#### [TASK TO COMPLETE]
Please copy the data below line for line, without changing anything, and leave out the pictures.

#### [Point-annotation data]
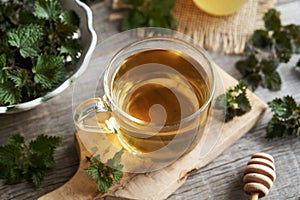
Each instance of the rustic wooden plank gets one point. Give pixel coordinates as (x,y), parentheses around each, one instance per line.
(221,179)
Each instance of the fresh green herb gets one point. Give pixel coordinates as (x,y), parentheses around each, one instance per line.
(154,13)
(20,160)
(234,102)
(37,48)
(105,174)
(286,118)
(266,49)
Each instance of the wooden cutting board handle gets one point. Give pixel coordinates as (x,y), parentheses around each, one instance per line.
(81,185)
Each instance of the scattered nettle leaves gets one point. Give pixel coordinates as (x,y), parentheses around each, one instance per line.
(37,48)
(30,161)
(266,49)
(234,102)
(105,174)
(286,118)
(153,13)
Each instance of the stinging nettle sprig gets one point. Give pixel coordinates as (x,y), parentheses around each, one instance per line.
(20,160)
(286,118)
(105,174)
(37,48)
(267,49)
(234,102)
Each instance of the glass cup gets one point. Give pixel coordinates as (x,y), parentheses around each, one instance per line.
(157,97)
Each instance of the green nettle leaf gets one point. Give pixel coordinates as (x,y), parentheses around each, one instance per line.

#### [FULL RESPONSE]
Each instance of the rustic wooden plank gets one point. Give pixel coordinates as (x,y), parentheses around each, one instance per line.
(221,179)
Each instance of the fresh green herb gets one point. Give pixel coordinates as (x,y), parentheses around each, one instance per line.
(154,13)
(20,160)
(234,102)
(37,48)
(105,174)
(286,118)
(266,49)
Each instance of the wooden cutting board handle gets one point. Give pixel coordinates as (x,y), parentheses around each, one instance per line.
(81,185)
Each instance of the scattered nettle leaves gets one point. Give pixel coordinates as (x,y), parentheses around each, one instance per line.
(37,48)
(30,161)
(266,49)
(234,102)
(105,174)
(286,118)
(153,13)
Each instance of the stinging nettle sprig gets one point. Give pixel coordinates as (x,y), parentheses around each, one instance per line.
(20,160)
(286,118)
(105,174)
(37,48)
(267,49)
(234,102)
Each instance of the glass cup gets one point. Give pixel coordinates as (x,y), parentheses around each, one instance per line.
(157,97)
Each instance of the green nettle leaf gets one point. Give pixel coordinates as (x,y), parentheses around each, one instance per line.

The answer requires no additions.